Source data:
--

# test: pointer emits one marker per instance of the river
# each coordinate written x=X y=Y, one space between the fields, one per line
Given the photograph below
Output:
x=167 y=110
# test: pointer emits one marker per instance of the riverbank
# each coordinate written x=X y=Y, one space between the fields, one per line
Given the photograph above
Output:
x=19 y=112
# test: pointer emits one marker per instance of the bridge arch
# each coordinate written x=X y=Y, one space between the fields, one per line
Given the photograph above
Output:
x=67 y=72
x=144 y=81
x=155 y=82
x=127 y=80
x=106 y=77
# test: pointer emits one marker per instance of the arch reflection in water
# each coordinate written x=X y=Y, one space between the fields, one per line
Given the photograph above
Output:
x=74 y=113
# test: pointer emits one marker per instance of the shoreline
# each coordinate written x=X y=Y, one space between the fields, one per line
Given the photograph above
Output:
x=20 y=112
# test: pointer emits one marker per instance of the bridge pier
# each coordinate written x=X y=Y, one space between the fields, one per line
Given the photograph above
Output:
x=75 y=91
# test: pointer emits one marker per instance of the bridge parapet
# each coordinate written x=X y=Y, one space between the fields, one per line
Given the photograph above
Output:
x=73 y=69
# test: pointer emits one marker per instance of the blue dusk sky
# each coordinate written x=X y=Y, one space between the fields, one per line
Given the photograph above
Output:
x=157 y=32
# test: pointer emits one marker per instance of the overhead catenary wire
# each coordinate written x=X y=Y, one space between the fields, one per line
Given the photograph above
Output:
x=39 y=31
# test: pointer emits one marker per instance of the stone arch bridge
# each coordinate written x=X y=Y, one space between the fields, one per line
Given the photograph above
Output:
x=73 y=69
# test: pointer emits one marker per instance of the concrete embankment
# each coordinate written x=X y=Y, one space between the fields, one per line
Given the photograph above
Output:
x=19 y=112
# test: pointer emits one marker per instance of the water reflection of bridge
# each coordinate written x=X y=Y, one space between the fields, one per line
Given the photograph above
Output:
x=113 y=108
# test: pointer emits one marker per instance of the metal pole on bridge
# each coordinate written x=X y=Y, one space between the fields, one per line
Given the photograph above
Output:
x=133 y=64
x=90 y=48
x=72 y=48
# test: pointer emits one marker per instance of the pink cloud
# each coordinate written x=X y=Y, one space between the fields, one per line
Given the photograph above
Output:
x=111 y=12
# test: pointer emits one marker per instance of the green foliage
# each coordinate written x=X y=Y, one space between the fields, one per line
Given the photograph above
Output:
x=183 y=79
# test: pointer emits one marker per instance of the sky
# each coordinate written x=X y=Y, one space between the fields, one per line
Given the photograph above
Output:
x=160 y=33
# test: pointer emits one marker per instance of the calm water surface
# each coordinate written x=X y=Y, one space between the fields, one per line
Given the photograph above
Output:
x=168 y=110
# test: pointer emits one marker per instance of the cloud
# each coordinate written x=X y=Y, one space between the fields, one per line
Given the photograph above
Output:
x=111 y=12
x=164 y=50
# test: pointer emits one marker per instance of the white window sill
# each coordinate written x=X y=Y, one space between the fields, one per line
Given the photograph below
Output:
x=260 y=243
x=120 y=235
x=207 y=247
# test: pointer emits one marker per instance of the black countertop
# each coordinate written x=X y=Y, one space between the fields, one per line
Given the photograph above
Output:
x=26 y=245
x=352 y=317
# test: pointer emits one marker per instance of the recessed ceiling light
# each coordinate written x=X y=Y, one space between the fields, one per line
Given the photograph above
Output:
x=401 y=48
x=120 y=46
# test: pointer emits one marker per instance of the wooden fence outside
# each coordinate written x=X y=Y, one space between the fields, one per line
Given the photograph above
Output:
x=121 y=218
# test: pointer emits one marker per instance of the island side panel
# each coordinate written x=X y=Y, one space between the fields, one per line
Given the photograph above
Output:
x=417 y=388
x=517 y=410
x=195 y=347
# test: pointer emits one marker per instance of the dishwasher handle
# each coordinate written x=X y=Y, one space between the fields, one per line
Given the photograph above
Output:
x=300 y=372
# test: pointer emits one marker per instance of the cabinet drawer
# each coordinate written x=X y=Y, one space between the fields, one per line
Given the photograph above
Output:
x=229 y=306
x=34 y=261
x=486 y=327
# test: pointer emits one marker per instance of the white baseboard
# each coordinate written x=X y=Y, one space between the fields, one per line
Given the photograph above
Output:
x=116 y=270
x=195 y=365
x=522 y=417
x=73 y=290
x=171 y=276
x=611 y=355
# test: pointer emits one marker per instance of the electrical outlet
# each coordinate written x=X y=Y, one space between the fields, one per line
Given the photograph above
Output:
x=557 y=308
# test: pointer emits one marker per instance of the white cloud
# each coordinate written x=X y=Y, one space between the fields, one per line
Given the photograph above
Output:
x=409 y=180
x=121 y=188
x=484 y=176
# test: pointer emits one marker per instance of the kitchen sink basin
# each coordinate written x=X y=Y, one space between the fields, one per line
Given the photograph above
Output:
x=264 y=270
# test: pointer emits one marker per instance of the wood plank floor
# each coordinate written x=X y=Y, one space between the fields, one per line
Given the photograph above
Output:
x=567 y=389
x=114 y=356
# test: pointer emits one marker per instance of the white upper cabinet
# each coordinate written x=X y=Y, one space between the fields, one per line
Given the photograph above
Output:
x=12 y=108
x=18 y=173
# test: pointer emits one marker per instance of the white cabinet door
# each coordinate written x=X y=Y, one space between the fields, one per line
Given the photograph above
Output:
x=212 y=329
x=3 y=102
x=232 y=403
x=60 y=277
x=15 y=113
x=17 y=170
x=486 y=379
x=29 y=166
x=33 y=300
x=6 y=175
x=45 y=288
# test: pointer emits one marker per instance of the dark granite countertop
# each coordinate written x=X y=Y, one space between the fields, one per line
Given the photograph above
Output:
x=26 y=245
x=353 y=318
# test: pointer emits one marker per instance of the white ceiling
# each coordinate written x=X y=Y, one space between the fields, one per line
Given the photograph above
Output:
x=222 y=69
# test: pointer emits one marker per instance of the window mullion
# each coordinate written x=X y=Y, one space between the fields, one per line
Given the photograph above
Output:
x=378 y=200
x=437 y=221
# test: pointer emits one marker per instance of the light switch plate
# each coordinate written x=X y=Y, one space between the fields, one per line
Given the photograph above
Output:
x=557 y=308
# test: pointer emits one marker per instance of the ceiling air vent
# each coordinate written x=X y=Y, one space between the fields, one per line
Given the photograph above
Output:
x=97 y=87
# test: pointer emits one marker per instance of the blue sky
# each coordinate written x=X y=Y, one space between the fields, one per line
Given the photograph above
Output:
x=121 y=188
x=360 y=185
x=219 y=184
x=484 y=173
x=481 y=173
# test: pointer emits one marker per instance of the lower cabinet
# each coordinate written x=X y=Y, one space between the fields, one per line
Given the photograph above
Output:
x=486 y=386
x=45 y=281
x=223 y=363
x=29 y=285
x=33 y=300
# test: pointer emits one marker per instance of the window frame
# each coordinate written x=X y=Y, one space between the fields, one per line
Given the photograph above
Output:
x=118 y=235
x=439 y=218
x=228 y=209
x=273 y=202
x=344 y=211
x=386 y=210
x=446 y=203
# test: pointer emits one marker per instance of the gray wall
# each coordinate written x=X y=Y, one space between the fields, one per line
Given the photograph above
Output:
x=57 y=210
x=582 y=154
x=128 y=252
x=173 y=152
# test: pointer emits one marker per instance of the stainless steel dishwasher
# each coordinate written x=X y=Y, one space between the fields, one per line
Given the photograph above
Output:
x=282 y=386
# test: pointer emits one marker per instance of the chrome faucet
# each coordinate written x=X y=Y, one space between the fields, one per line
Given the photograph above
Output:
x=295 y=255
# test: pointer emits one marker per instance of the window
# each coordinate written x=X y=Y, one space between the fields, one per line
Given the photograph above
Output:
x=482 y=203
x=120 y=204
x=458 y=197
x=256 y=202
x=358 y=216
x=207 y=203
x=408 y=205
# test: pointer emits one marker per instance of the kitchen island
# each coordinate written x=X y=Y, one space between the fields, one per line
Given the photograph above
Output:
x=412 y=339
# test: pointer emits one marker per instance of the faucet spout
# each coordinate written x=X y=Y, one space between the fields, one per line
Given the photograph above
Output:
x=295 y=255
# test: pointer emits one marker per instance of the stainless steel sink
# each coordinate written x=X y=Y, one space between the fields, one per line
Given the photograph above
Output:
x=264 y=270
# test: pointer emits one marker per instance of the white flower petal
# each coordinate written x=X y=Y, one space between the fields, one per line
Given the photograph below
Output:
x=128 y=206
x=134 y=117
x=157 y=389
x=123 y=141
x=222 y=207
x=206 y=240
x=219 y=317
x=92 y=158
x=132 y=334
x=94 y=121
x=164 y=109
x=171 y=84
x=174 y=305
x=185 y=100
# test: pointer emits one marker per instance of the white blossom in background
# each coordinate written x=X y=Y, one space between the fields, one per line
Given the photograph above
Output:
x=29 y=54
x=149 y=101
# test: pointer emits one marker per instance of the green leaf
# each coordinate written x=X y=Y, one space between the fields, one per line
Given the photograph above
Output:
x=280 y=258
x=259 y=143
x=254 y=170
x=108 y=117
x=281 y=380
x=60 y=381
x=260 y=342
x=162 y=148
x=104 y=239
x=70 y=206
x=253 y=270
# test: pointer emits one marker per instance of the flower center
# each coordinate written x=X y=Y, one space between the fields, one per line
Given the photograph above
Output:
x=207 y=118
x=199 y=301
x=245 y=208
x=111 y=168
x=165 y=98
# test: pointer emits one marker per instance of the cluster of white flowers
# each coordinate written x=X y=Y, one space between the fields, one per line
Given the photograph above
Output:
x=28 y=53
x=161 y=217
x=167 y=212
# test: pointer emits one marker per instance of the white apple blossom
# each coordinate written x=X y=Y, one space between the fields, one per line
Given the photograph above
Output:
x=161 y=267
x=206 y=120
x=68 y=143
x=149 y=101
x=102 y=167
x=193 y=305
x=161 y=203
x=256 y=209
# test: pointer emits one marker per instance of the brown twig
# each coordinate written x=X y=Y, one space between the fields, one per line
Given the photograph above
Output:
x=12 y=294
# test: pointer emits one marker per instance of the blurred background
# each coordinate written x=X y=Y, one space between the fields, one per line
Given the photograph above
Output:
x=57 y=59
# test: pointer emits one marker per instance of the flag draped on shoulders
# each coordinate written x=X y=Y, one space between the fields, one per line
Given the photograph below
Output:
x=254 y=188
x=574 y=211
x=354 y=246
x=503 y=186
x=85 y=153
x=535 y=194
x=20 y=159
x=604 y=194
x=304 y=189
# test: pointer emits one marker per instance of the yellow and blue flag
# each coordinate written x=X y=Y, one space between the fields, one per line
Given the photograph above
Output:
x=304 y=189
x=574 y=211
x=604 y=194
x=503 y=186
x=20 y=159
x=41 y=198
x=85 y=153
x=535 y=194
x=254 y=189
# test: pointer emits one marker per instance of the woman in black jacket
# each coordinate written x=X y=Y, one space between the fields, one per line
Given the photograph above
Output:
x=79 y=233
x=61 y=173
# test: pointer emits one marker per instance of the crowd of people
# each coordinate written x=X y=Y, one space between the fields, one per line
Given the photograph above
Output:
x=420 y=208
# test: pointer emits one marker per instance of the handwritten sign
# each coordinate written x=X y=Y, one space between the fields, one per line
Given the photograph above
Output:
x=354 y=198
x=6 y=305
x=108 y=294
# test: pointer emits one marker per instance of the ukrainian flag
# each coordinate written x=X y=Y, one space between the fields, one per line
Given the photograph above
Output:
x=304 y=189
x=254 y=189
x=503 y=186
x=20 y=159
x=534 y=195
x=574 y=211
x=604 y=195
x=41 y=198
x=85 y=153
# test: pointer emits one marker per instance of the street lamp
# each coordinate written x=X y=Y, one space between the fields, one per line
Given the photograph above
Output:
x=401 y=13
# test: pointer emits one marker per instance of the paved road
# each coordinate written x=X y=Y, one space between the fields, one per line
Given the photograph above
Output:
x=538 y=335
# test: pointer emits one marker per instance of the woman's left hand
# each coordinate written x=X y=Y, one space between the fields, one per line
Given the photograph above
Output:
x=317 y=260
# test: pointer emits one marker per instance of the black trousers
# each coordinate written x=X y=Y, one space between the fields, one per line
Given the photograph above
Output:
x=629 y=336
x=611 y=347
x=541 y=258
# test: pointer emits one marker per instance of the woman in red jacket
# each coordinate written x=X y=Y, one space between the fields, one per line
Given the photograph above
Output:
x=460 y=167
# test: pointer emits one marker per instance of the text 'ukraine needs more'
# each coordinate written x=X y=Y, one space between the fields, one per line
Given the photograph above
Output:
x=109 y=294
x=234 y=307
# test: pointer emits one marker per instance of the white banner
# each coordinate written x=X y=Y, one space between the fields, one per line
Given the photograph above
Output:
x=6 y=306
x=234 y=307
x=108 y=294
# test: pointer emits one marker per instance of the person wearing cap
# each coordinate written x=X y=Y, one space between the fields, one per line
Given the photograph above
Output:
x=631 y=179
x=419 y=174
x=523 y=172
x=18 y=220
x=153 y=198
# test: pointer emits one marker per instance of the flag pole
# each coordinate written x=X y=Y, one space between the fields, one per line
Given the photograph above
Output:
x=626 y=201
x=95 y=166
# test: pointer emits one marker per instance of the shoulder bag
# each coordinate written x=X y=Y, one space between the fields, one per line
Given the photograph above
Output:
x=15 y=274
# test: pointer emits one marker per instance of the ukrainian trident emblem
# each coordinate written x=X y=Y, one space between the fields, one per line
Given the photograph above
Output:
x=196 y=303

--

• **AIM OF THE TASK**: What lines in the entries above hold "ceiling"? Copy every one.

• **ANSWER SECTION**:
# test: pointer emits one marker per instance of the recessed ceiling light
# test: pointer emits one marker per instance of the white ceiling
# test: pointer emits one marker per instance of the ceiling air vent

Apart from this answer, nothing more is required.